- Trecho do documento:
Espero que possa conhecer o Cristiano um dia. Enquanto escrevo estas palavras, isso ainda não aconteceu. Mas o filho dele me segue no Instagram, então, espero que no momento em que você estiver lendo este texto, eu já tenha conseguido apertar a mão dele. Se Deus quiser, vai correr tudo bem no Real Madrid e na minha carreira, e o Cristiano vai me seguir! Talvez você e eu! Hahaha. Conhecer Cristiano Ronaldo. Esse é o objetivo número 4. A meta número 5 é que o resto desta temporada com o Palmeiras termine bem, com o nosso time vencendo o Paulistão mais uma vez.
O objetivo número 6… Na verdade, tenho uma história engraçada sobre isso. Quando fui visitar o Real Madrid pela primeira vez há alguns meses, muitas coisas incríveis aconteceram. Quando conhecemos Florentino Pérez, ele olhou nos olhos do Pai e disse: “O Real Madrid será o único clube que tratará Endrick como um filho.” Isso foi muito impactante pro Pai.
Conheci o Bellingham, aquele cara muito bom que sempre marca para mim no PlayStation, e todo mundo o chama de Jude, então eu disse a ele: “Ei, Jude, no meu próximo gol, vou fazer sua comemoração.” Quando marquei, mandei o vídeo para ele no Instagram e ele repostou.
Até recebi alguns conselhos do Ronaldo Fenômeno. Tudo aconteceu muito rápido, como se eu estivesse em um sonho. Mas o que mais me lembro é quando entrei no vestiário e o Modric falou comigo. A camisa 10 estava pendurada e ele apontou para o assento ao lado ele e disse: “Número 9 e Número 10. Quem sabe… na próxima temporada, talvez você se sente do meu lado”.
Isso mexeu comigo, de verdade. Eu pensei: Cara, se o Modric acredita que sou digno de usar a número 9, então devo ser pra valer mesmo! Ainda não cheguei a Madri, por isso não sei, mas espero um dia usar a 9 do Real Madrid. E quanto ao objetivo número 7? Quero minha própria casa em Madri com um escritório, pra poder colocar minha lousa bem grande com meus objetivos! Hahaha. A Mãe ainda não me deixa colocar uma lousa na casa dela!
“Não tem espaço pra isso, Endrick! Simples assim!” Você sabe como ela é. Temos que ouvir e respeitar. Na verdade, eu tinha outro objetivo, mas não vou numerar aqui, porque já foi alcançado. Esse objetivo é que você viva a vida que desejar, seja ela qual for.
Durante três gerações, ou talvez mais, a nossa família teve que perseguir o sonho do futebol, tentado mudar nossas condições. Mas agora você pode fazer o que você quiser. Você pode ser médico ou advogado, ou talvez, já que vamos para a Espanha, no país de Nadal e Alcaraz, você pode se tornar um tenista profissional. Você já está correndo atrás da bola, como eu. Então você pode ser jogador de futebol, se quiser. Mas você não tem que ser. Não há mais estresse, graças a Deus, graças à Mãe e ao Pai, e graças ao futebol.

[Entradas de dados salvas]
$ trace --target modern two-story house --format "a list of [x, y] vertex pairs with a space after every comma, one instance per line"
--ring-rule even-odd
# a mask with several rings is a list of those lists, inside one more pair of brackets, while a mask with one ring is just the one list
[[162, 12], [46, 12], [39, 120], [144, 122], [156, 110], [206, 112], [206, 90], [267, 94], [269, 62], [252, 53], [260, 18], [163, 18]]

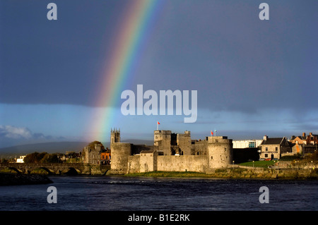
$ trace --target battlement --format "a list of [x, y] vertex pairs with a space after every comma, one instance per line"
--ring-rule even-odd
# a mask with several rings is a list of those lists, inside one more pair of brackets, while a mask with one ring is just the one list
[[232, 139], [228, 139], [227, 136], [206, 137], [208, 143], [232, 143]]

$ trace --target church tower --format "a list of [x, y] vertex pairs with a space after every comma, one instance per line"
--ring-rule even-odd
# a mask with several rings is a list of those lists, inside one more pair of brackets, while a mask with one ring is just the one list
[[110, 130], [110, 144], [120, 142], [120, 129], [111, 129]]

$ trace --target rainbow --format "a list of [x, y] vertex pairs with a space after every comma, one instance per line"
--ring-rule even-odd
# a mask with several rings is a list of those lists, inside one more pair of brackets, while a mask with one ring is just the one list
[[[158, 14], [163, 1], [128, 1], [127, 11], [124, 12], [118, 27], [115, 44], [110, 51], [111, 59], [105, 63], [102, 71], [95, 105], [106, 106], [98, 108], [92, 118], [90, 134], [95, 140], [102, 141], [107, 138], [113, 126], [116, 126], [114, 106], [120, 101], [117, 97], [126, 84], [134, 78], [134, 70], [138, 63], [143, 44], [146, 41], [151, 25]], [[109, 137], [109, 135], [108, 135]]]

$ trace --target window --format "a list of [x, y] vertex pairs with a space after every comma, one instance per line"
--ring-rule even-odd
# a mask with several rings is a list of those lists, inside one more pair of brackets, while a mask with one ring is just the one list
[[255, 142], [254, 141], [250, 141], [249, 142], [249, 147], [255, 147]]

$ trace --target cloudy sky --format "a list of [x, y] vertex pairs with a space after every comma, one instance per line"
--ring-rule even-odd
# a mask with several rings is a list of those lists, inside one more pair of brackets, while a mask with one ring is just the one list
[[[47, 18], [49, 2], [57, 20]], [[261, 2], [269, 6], [269, 20], [259, 18]], [[93, 140], [92, 115], [110, 107], [95, 100], [102, 68], [129, 6], [0, 1], [0, 147]], [[197, 90], [196, 122], [123, 116], [124, 101], [114, 95], [111, 125], [122, 139], [153, 138], [157, 121], [160, 129], [191, 130], [193, 138], [215, 129], [232, 139], [318, 133], [317, 6], [316, 0], [162, 1], [124, 88]]]

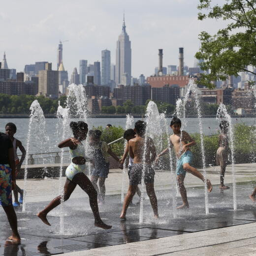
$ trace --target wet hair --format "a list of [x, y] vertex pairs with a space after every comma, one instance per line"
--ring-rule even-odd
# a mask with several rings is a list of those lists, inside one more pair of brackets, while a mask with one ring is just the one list
[[135, 123], [135, 129], [137, 134], [143, 135], [146, 132], [147, 123], [145, 122], [139, 120]]
[[135, 136], [135, 134], [136, 134], [136, 132], [133, 129], [128, 129], [126, 130], [124, 133], [124, 138], [126, 139], [129, 136]]
[[17, 127], [16, 127], [15, 125], [13, 124], [13, 123], [8, 123], [5, 125], [5, 128], [9, 126], [15, 132], [17, 131]]
[[90, 137], [93, 137], [96, 139], [98, 139], [100, 138], [101, 133], [101, 131], [99, 130], [90, 130], [88, 133]]
[[220, 124], [220, 128], [222, 130], [224, 130], [225, 129], [227, 129], [229, 126], [229, 124], [227, 121], [223, 120]]
[[74, 135], [81, 130], [88, 130], [88, 126], [87, 124], [83, 121], [79, 121], [78, 122], [70, 122], [69, 126]]
[[170, 126], [172, 126], [173, 125], [180, 125], [180, 126], [181, 126], [181, 120], [177, 117], [173, 117], [171, 121]]

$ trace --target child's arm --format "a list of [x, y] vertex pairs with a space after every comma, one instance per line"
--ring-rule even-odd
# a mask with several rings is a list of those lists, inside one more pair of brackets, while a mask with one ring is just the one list
[[186, 152], [188, 149], [189, 149], [189, 147], [195, 145], [196, 143], [195, 141], [190, 136], [190, 134], [188, 133], [186, 131], [183, 131], [183, 136], [184, 140], [186, 141], [188, 141], [189, 143], [187, 143], [183, 145], [182, 147], [182, 149], [183, 151]]
[[111, 148], [109, 147], [107, 151], [108, 154], [109, 154], [115, 160], [119, 162], [119, 158], [118, 158], [117, 156], [112, 151]]
[[24, 147], [23, 147], [21, 142], [19, 140], [17, 140], [16, 141], [17, 146], [20, 149], [20, 150], [22, 153], [21, 160], [20, 160], [20, 162], [19, 162], [19, 163], [16, 165], [16, 171], [18, 172], [20, 170], [21, 165], [23, 162], [23, 161], [24, 160], [24, 159], [25, 159], [27, 153], [26, 152], [26, 149], [25, 149]]
[[124, 163], [125, 162], [125, 161], [126, 160], [126, 159], [127, 157], [127, 156], [128, 155], [128, 153], [129, 153], [129, 148], [128, 147], [128, 142], [127, 142], [126, 145], [126, 149], [125, 150], [125, 152], [124, 153], [124, 155], [123, 155], [123, 157], [120, 160], [120, 162], [121, 164], [124, 164]]
[[71, 149], [75, 149], [79, 144], [79, 141], [78, 139], [71, 137], [60, 142], [58, 146], [61, 149], [69, 147]]

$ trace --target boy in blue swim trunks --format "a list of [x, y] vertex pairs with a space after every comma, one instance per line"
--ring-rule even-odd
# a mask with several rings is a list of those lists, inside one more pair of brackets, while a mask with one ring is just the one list
[[[176, 209], [188, 208], [189, 205], [187, 197], [187, 191], [184, 186], [184, 179], [186, 172], [190, 172], [193, 175], [202, 180], [204, 183], [205, 179], [201, 173], [191, 165], [193, 159], [193, 155], [190, 150], [190, 147], [195, 145], [195, 142], [188, 132], [180, 130], [181, 121], [179, 118], [174, 117], [171, 121], [170, 126], [173, 131], [173, 134], [170, 136], [170, 144], [173, 146], [177, 157], [176, 174], [179, 190], [183, 201], [182, 205], [177, 207]], [[161, 152], [158, 156], [156, 160], [157, 161], [159, 157], [166, 154], [169, 148], [167, 148]], [[212, 190], [212, 186], [210, 180], [206, 180], [206, 184], [208, 192], [211, 192]]]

- O que fazer:
(a) Liste todas as profissões que, segundo o trecho, a pessoa a quem ele se dirige pode escolher seguir.
(b) Qual é a meta número 5 descrita no trecho?
Baseie-se somente no trecho.

- Respostas por tarefa:
(a) Médico, advogado, tenista profissional e jogador de futebol.

(b) Que o resto da temporada com o Palmeiras termine bem, com o time vencendo o Paulistão mais uma vez.